Text section:
[Start of section]

The BOP learned that most non-dangerous offenders
have homes and family support systems. The same is true for jail detainees
whose community support structures allow for successful home confinement
pending a resolution of their pretrial court proceedings.
It serves no legitimate criminal justice
interests to keep non-dangerous individuals packed in overcrowded and unsafe
jails pending trial when successful home confinement programs are available.
While the data is not completely clear, according to
the Prison
Policy Initiative, about the correlation of pretrial detention versus
violent crime rates, it is clear that a small percentage of non-dangerous jail
detainees placed in home confinement would reoffend but the number that would
commit violent crimes would be minuscule as evidenced by those released under
the Cares Act home confinement program.
One other thing that can be said with more than a
fair amount of certainty is that brutal pretrial detention influences far more
individuals to reoffend than would home confinement.
That certainty underscores the reality that pretrial
jail detention is more harmful to public safety than home confinement.
We suggest that mayor’s offices, district attorney’s
offices, and local law enforcement agencies get together, just as the DOJ and
the BOP did during the height of the COVID pandemic, and develop meaningful
home confinement programs to replace the arbitrary and unfair jail detention
practices currently in place.
The evidence is compelling that the general public
would be better served, through taxpayer savings and enhanced public safety, if
local officials transitioned from pretrial jail detention to home confinement.

[End of section]

What is being asked:
Rewrite the home confinement text from "That certainty underscores" through "to home confinement.", replacing "taxpayer savings" with "lower public costs".

(Region pointing data)

[Start of section]

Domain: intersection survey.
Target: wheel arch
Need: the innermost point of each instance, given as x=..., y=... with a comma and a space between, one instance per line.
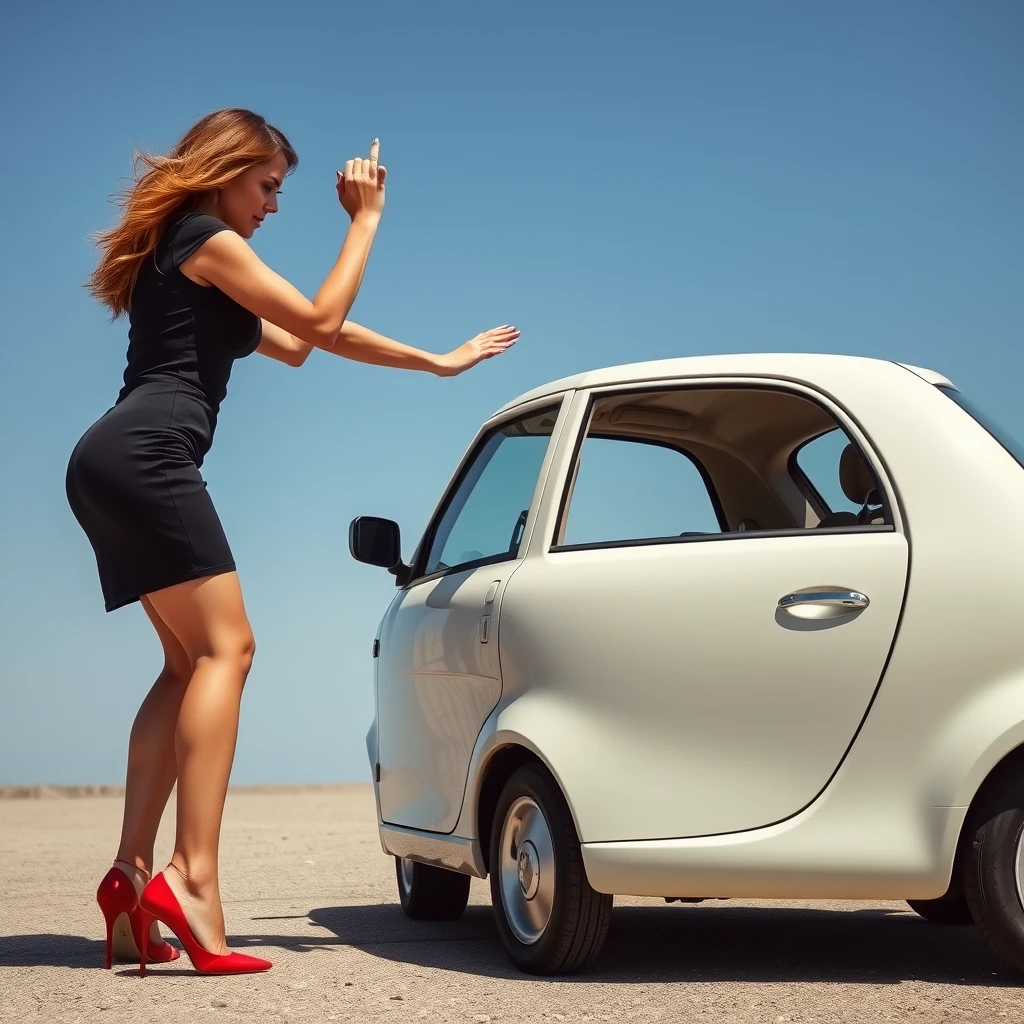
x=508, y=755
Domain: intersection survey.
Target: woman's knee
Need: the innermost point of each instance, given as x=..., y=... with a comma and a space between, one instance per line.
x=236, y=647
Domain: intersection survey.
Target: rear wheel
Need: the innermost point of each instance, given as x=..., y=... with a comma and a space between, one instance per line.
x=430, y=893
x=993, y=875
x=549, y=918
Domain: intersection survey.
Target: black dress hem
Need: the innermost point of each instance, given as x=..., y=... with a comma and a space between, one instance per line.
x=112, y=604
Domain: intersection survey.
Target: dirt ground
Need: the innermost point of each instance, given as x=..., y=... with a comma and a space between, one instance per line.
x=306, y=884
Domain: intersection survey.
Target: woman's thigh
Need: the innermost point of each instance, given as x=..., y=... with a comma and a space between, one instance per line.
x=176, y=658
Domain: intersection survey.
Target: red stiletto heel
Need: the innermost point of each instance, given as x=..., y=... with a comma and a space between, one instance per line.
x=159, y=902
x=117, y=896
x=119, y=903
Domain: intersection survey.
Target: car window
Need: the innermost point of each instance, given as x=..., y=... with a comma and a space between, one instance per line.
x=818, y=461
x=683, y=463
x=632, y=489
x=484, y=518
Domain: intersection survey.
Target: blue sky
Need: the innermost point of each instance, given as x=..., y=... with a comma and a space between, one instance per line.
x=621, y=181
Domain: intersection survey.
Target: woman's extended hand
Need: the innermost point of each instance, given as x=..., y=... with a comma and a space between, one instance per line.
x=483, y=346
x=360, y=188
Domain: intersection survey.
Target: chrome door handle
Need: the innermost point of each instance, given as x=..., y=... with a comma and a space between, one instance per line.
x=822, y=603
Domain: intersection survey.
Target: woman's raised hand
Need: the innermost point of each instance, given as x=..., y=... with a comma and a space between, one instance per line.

[End of section]

Written answer:
That certainty underscores the reality that pretrial
jail detention is more harmful to public safety than home confinement.
We suggest that mayor’s offices, district attorney’s
offices, and local law enforcement agencies get together, just as the DOJ and
the BOP did during the height of the COVID pandemic, and develop meaningful
home confinement programs to replace the arbitrary and unfair jail detention
practices currently in place.
The evidence is compelling that the general public
would be better served, through lower public costs and enhanced public safety, if
local officials transitioned from pretrial jail detention to home confinement.